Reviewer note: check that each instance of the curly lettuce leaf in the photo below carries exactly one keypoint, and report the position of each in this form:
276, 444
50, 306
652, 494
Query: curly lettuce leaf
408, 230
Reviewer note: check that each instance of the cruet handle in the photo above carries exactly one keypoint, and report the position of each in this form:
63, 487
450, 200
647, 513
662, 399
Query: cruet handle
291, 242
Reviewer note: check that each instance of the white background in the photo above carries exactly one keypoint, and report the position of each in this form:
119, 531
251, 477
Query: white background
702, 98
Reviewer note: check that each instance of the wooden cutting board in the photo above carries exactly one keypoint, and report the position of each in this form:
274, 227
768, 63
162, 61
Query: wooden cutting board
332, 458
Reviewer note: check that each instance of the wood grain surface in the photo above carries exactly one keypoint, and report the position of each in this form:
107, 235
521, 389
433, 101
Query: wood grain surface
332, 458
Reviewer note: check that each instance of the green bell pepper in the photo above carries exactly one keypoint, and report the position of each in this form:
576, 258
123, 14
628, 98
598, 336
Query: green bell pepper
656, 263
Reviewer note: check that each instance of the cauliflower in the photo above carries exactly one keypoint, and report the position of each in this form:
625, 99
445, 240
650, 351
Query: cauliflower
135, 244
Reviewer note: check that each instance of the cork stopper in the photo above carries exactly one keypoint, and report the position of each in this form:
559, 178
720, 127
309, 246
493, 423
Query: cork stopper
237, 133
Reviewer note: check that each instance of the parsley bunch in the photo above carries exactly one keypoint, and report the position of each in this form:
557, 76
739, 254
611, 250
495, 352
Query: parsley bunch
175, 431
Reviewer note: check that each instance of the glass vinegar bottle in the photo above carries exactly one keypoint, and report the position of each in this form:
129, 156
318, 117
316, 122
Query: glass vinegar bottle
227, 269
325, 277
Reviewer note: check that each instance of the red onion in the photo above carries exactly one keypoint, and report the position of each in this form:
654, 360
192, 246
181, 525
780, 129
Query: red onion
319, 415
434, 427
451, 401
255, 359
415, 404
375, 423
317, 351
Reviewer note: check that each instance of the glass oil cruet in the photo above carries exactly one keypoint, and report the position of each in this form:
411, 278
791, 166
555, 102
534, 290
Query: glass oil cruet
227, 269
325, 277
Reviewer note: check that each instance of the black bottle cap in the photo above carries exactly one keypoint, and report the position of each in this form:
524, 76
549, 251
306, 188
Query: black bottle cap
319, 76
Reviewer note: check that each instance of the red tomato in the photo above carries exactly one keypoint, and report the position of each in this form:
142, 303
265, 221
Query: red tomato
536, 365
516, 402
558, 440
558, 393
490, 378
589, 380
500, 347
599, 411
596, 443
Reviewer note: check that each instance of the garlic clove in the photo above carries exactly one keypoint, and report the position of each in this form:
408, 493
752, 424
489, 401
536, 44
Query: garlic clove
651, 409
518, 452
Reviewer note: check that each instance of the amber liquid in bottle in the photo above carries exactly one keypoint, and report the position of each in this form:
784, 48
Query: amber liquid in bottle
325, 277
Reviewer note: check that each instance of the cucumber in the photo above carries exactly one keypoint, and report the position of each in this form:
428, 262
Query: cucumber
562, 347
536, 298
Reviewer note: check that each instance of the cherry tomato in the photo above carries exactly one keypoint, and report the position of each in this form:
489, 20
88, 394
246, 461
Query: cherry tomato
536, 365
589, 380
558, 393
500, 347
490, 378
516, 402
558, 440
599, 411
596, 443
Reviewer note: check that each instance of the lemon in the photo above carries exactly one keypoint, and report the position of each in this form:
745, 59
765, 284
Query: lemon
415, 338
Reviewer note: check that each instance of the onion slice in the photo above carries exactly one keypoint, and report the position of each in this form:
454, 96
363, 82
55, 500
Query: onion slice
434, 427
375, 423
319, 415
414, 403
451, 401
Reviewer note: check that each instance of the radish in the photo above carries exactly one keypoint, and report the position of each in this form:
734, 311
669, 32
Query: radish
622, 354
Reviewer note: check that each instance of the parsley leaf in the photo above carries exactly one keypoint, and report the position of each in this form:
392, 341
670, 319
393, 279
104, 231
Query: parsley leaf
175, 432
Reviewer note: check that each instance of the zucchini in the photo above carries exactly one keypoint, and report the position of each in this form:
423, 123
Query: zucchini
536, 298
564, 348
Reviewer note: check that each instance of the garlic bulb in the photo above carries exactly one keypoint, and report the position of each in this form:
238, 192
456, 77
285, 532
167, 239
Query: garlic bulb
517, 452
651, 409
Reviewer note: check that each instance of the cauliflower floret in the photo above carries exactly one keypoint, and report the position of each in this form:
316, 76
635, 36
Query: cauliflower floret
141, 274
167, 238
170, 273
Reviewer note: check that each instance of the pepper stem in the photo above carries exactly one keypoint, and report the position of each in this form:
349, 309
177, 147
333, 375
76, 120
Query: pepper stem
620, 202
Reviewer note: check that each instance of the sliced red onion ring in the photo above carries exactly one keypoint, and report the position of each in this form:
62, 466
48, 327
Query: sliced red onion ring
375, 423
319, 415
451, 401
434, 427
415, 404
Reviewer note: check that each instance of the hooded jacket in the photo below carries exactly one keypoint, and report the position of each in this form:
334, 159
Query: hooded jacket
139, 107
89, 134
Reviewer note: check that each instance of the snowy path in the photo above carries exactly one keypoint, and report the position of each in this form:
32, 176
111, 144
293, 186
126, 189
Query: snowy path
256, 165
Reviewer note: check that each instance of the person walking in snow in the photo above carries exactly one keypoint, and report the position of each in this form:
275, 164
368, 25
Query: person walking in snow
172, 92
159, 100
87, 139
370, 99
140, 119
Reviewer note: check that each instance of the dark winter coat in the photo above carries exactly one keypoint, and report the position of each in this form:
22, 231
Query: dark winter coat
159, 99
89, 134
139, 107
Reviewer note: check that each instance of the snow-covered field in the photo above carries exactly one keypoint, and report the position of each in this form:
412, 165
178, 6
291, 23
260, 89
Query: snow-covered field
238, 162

...

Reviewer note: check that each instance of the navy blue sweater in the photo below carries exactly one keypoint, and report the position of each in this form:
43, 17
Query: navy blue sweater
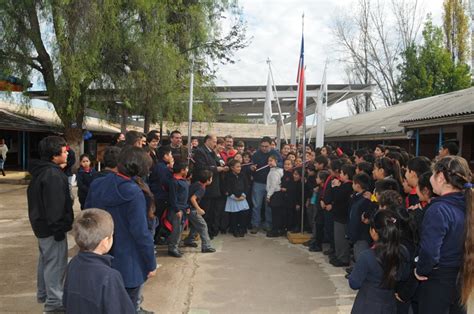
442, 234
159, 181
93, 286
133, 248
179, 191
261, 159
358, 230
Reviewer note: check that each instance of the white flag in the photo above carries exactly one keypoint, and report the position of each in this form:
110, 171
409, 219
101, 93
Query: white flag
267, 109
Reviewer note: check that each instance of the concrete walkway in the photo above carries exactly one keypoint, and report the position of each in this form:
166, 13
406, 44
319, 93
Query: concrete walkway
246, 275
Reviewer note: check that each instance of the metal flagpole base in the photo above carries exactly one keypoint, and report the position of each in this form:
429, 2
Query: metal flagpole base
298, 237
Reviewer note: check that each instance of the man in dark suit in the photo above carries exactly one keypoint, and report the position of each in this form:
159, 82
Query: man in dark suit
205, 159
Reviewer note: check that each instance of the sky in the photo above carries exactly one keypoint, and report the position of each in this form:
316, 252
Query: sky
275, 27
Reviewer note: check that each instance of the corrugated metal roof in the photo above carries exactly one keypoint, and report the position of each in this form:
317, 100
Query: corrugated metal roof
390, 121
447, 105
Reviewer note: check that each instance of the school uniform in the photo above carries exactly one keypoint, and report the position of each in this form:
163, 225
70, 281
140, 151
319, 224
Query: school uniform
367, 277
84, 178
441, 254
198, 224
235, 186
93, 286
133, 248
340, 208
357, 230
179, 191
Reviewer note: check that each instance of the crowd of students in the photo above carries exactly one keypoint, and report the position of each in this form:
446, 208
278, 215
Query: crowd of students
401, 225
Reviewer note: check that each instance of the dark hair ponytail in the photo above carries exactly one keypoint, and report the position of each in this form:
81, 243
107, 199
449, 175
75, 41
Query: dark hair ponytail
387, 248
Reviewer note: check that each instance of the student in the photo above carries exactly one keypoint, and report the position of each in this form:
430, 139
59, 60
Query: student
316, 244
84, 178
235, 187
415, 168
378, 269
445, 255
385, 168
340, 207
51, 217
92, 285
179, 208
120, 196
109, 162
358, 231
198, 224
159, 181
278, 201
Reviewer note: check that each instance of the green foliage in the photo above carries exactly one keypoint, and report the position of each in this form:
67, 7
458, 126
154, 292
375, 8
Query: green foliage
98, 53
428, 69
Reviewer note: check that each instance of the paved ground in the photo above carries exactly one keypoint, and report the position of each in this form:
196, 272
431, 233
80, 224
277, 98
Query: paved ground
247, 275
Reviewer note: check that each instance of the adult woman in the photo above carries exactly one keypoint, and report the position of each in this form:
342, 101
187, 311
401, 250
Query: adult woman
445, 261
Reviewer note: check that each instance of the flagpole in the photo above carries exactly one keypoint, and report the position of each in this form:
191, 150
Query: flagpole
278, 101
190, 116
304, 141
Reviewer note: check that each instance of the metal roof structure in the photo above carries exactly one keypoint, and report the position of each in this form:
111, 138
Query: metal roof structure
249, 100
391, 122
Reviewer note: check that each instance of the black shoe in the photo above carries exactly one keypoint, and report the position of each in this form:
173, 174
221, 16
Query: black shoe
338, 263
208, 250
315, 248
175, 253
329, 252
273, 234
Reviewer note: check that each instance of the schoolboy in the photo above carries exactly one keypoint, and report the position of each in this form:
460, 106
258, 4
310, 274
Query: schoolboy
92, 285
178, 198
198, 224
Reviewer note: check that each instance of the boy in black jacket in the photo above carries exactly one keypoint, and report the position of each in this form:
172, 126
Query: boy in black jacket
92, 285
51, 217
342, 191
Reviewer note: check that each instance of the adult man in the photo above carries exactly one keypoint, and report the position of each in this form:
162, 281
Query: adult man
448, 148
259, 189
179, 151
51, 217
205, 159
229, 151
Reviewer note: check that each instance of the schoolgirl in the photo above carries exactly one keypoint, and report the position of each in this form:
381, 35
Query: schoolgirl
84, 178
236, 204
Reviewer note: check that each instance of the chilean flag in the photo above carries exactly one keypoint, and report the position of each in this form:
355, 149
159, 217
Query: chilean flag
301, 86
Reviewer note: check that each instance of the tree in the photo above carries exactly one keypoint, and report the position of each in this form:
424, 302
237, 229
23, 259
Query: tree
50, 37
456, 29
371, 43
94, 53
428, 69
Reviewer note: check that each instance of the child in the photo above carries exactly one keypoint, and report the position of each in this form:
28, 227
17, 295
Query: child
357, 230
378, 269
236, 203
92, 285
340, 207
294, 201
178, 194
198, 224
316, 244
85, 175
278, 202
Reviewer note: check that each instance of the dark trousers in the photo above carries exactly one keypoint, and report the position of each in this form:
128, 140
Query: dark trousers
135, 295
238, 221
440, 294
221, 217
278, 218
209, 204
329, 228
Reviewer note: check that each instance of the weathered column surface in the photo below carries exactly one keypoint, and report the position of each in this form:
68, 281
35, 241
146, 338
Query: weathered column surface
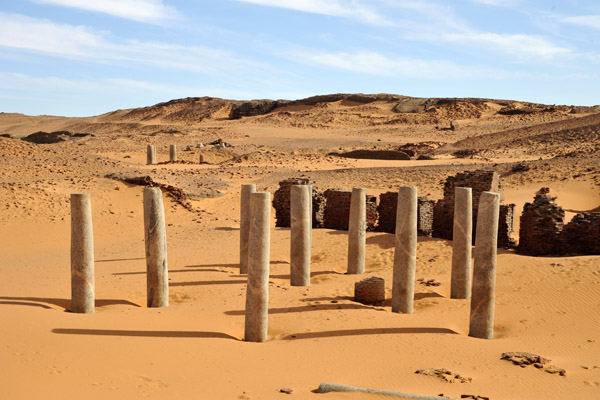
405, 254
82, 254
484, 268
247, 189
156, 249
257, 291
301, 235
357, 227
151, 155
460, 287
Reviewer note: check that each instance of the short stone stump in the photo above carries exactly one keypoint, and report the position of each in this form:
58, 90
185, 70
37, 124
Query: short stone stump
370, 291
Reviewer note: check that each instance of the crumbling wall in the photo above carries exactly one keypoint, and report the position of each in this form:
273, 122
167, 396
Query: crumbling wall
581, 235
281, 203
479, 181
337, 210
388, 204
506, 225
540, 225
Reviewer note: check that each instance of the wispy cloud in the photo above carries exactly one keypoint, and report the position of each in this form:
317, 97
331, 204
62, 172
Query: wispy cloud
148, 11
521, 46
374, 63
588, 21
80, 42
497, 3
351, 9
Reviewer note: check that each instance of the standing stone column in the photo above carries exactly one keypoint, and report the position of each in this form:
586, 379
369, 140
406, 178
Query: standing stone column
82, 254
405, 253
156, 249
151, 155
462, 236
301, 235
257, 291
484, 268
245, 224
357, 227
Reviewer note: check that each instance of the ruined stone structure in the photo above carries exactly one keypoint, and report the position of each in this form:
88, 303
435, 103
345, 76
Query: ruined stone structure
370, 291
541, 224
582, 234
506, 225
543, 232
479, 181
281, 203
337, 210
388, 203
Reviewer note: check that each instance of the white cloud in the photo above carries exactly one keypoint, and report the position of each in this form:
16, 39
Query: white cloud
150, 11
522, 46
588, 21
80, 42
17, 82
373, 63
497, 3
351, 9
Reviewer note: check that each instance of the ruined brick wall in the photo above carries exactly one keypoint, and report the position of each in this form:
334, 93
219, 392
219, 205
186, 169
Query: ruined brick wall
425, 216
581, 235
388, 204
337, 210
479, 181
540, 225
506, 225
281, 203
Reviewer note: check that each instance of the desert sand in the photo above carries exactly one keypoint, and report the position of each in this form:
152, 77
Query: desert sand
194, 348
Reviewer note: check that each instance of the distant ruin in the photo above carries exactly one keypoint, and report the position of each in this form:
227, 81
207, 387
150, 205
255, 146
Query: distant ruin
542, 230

GOAL — Write out every line of the material above that includes the word "cucumber".

SOLUTION FOR THIS EXERCISE —
Reviewer note: check that each instance of the cucumber in the photo above carries exactly one keypoint, and report the position of each in this form:
Query: cucumber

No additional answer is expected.